THE TASK: Once you have read the listing below, write all of it out again exactly.
*** EXTRACTED ENTRIES ***
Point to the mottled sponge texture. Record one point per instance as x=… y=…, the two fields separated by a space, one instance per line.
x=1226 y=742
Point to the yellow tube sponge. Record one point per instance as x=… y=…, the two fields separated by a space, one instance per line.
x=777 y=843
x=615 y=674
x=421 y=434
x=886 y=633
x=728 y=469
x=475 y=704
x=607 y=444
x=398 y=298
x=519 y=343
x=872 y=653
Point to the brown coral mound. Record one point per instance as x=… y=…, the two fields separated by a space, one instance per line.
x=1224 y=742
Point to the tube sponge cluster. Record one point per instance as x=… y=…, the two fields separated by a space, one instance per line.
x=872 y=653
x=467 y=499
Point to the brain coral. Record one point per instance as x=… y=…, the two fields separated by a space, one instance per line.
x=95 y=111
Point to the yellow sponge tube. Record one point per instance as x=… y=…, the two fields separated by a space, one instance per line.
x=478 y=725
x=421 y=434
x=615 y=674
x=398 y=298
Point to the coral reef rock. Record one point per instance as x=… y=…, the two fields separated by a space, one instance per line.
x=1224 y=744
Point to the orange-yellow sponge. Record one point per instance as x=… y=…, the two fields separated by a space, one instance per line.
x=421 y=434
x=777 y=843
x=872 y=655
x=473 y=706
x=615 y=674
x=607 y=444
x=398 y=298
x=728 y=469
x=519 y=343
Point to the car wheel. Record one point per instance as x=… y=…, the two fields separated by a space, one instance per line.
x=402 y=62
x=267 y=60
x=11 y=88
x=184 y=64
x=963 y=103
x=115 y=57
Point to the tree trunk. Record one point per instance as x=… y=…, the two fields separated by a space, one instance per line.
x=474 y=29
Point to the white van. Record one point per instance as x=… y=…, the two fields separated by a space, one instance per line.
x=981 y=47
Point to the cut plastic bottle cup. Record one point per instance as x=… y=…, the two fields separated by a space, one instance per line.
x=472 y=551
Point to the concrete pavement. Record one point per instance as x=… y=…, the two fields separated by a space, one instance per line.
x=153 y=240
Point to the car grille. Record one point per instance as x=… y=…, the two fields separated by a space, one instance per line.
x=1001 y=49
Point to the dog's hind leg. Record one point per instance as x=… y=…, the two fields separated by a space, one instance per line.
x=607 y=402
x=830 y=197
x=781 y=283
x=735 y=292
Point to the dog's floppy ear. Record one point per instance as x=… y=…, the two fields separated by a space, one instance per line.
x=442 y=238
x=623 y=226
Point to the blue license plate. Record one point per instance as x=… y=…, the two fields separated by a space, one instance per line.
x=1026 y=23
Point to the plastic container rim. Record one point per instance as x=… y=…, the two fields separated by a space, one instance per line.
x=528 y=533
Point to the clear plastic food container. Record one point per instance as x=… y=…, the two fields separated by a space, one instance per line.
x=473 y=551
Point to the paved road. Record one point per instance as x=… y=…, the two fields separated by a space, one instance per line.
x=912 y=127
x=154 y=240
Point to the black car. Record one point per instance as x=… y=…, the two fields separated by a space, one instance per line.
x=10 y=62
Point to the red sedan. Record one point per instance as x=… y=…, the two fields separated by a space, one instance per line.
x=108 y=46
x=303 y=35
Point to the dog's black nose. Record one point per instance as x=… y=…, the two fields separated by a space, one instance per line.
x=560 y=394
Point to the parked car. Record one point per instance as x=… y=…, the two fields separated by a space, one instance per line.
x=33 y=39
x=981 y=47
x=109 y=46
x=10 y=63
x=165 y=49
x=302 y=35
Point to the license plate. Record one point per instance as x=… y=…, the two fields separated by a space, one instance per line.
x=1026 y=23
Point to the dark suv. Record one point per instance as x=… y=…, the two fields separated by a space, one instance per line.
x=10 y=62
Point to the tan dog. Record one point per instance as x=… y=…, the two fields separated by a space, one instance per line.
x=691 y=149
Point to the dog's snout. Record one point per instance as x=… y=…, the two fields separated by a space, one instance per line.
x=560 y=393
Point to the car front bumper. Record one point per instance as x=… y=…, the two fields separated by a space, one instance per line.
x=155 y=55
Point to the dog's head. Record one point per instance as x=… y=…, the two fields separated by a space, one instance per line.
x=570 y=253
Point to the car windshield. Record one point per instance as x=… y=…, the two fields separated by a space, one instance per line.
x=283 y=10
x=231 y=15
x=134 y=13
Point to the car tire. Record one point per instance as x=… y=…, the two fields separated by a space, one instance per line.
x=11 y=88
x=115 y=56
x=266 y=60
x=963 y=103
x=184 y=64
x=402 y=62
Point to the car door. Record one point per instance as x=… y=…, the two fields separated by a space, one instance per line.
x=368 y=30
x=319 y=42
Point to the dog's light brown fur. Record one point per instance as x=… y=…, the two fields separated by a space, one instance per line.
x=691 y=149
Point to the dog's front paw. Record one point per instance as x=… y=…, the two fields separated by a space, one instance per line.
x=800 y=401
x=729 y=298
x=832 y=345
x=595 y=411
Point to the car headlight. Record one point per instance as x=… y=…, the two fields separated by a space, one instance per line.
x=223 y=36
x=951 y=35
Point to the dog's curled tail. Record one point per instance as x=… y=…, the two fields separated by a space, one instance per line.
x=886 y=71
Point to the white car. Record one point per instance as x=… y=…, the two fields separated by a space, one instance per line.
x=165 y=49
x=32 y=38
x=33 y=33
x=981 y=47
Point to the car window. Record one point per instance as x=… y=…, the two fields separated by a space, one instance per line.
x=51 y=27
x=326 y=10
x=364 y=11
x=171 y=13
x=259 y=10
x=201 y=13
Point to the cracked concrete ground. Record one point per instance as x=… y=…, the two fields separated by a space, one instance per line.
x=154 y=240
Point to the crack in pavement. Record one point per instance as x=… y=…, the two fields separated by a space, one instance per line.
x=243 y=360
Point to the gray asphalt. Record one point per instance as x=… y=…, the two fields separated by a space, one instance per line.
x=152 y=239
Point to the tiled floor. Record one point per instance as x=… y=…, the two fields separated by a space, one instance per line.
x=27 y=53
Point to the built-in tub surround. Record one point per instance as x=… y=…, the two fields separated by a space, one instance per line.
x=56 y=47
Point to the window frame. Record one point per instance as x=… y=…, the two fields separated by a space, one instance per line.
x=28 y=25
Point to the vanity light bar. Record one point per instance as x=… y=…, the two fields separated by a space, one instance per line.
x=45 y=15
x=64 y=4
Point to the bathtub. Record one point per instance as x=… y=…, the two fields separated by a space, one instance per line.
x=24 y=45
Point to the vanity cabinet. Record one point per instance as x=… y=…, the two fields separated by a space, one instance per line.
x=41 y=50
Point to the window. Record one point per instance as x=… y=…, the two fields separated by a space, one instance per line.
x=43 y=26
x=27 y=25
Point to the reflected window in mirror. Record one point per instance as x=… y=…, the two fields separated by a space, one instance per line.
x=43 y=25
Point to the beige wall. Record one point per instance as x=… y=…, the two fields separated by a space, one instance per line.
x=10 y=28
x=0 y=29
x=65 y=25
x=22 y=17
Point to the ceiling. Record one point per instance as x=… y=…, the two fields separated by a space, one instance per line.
*** End of EXTRACTED ENTRIES ***
RESULT BELOW:
Point to the mottled sponge texture. Record one point per instance as x=… y=…, the two fields separated by a space, one instance per line.
x=1226 y=742
Point to the yellow tube sponge. Record one point per instance as x=… y=…, the two fields separated by a space, one instance per line.
x=777 y=843
x=615 y=674
x=421 y=434
x=886 y=633
x=728 y=469
x=475 y=704
x=607 y=444
x=398 y=298
x=519 y=343
x=872 y=653
Point to the brown coral mound. Record one point per instance as x=… y=…, the two fields separated by a space, one instance per line.
x=1224 y=742
Point to the tube sponge cluster. Record one point per instance as x=… y=…, the two fields separated by a space, one instance per line.
x=872 y=653
x=467 y=499
Point to the brain coral. Record one point per instance as x=… y=…, the two fields separated by a space, one instance per line.
x=95 y=111
Point to the yellow sponge tube. Record one point per instance as x=… y=…, the two fields separated by a space, one instance per line.
x=478 y=725
x=421 y=434
x=615 y=674
x=398 y=298
Point to the coral reef rock. Record one point per instance as x=… y=…, the two fields separated by a space, one instance per line.
x=1224 y=744
Point to the orange-yellow sponge. Record one point per instance as x=… y=…, the two fields separated by a space, one instance per line.
x=421 y=434
x=777 y=843
x=872 y=655
x=473 y=706
x=615 y=674
x=607 y=444
x=398 y=298
x=728 y=469
x=519 y=343
Point to the car wheel. Record one point per instance as x=… y=…, the two fields separated by a space, one instance per line.
x=402 y=62
x=267 y=60
x=11 y=88
x=184 y=64
x=963 y=103
x=115 y=57
Point to the tree trunk. Record one point per instance as x=… y=…, the two fields separated by a space, one instance per line.
x=474 y=29
Point to the white van. Record one point per instance as x=… y=…, the two fields separated by a space, one instance per line.
x=981 y=47
Point to the cut plastic bottle cup. Record one point per instance as x=… y=…, the two fields separated by a space, one instance per line.
x=472 y=551
Point to the concrete pavement. Record one point per instance as x=… y=…, the two fields separated by a space, one instance per line.
x=153 y=240
Point to the car grille. Record one point per instance as x=… y=…, the two fields separated by a space, one instance per line.
x=1001 y=49
Point to the dog's hind leg. Record one point per instance as x=… y=…, the two fields separated by a space, one instance per line.
x=607 y=402
x=830 y=197
x=781 y=283
x=735 y=292
Point to the dog's floppy ear. Record one point per instance as x=… y=…, the two fields separated by a space, one instance per line.
x=442 y=238
x=623 y=226
Point to the blue license plate. Record one point per instance as x=… y=…, the two fields separated by a space, one instance per line.
x=1026 y=23
Point to the plastic container rim. Record one point per instance as x=… y=…, the two fields separated by a space, one instance per line.
x=528 y=533
Point to the clear plastic food container. Record one point per instance as x=… y=…, the two fields separated by a space, one instance per line.
x=473 y=551
Point to the paved road. Record one point per instance as x=… y=…, the two fields separated by a space, one instance per line.
x=912 y=127
x=154 y=240
Point to the black car. Record one point per instance as x=… y=…, the two fields separated by a space, one instance per line.
x=10 y=62
Point to the red sedan. Record one point per instance as x=… y=…, the two fields separated by a space, one instance per line.
x=108 y=46
x=303 y=35
Point to the dog's black nose. Record one point per instance as x=… y=…, the two fields separated by a space, one instance per line.
x=560 y=394
Point to the parked car. Record one point per instance as x=… y=…, the two fields separated by a space, one instance per line.
x=33 y=39
x=981 y=47
x=109 y=46
x=10 y=63
x=165 y=49
x=302 y=35
Point to the license plate. Record one point per instance as x=… y=…, the two fields separated by a space, one instance per line.
x=1026 y=23
Point to the dark suv. Record one point per instance as x=… y=…, the two fields separated by a space, one instance per line.
x=10 y=62
Point to the tan dog. Record one point per instance as x=… y=…, the two fields separated by a space, one instance per line.
x=691 y=149
Point to the dog's snout. Record one point per instance as x=… y=…, the two fields separated by a space, one instance per line.
x=560 y=393
Point to the car front bumper. Record one point per instance as x=… y=…, the two fields separated by a space, one instance per line.
x=155 y=55
Point to the dog's head. Record one point per instance as x=… y=…, the two fields separated by a space, one instance per line.
x=570 y=253
Point to the car windshield. Record one point per instance as x=… y=…, the two fields separated by a space, one instance per line.
x=283 y=10
x=231 y=15
x=134 y=13
Point to the car tire. Record one point per instance as x=… y=…, the two fields separated by a space, one instance per line.
x=11 y=88
x=115 y=56
x=266 y=60
x=963 y=103
x=184 y=64
x=402 y=62
Point to the car door. Record one point per instance as x=… y=…, the two fields separated by a space, one instance per line.
x=368 y=30
x=319 y=42
Point to the dog's light brown fur. Record one point per instance as x=… y=…, the two fields separated by a space, one instance per line.
x=691 y=149
Point to the dog's front paw. Record one point per instance as x=… y=…, the two fields separated by a space, one instance per line.
x=800 y=401
x=729 y=298
x=832 y=345
x=595 y=411
Point to the car headlight. Record one point per instance as x=… y=…, the two fields separated by a space, one instance per line.
x=223 y=36
x=951 y=35
Point to the dog's curled tail. Record one point per instance as x=… y=…, the two fields separated by a space, one instance per line.
x=886 y=71
Point to the white car. Record one point per instance as x=… y=…, the two fields separated by a space, one instance per line.
x=165 y=49
x=32 y=38
x=33 y=33
x=981 y=47
Point to the car window. Record one point per instance as x=… y=…, the two fields separated by a space, one instance per line.
x=51 y=27
x=326 y=10
x=364 y=11
x=171 y=13
x=259 y=10
x=201 y=13
Point to the cracked concrete ground. Record one point per instance as x=… y=…, the two fields separated by a space, one instance per line.
x=154 y=240
Point to the crack in pavement. Record one point per instance as x=… y=…, the two fields separated by a space, one instance per line.
x=243 y=360
Point to the gray asphalt. Record one point per instance as x=… y=…, the two fields separated by a space, one instance per line.
x=152 y=239
Point to the tiled floor. Record one point per instance as x=… y=…, the two fields separated by a space, one instance per line.
x=27 y=53
Point to the built-in tub surround. Record one point per instance as x=… y=…, the two fields separated by a space, one instance per line.
x=56 y=47
Point to the window frame. Record one point per instance as x=… y=…, the two fields separated by a space, one instance per line.
x=28 y=25
Point to the vanity light bar. Record one point per instance as x=… y=…, the two fields separated by a space, one instance per line.
x=45 y=15
x=64 y=4
Point to the bathtub. Record one point per instance as x=… y=…, the two fields separated by a space, one instance per line.
x=24 y=45
Point to the vanity cabinet. Record one point per instance as x=… y=…, the two fields separated by a space, one instance per line.
x=41 y=50
Point to the window. Record one point per instance as x=… y=…, the two fields separated by a space, one instance per line.
x=43 y=26
x=27 y=25
Point to the reflected window in mirror. Record one point per instance as x=… y=…, the two fields separated by a space, one instance per line.
x=43 y=25
Point to the beige wall. Record one point per instance as x=… y=…, the two fields separated by a space, one instance per line.
x=10 y=28
x=0 y=29
x=65 y=25
x=22 y=17
Point to the ceiling. Record one point per instance as x=… y=…, the two fields separated by a space, one instance per line.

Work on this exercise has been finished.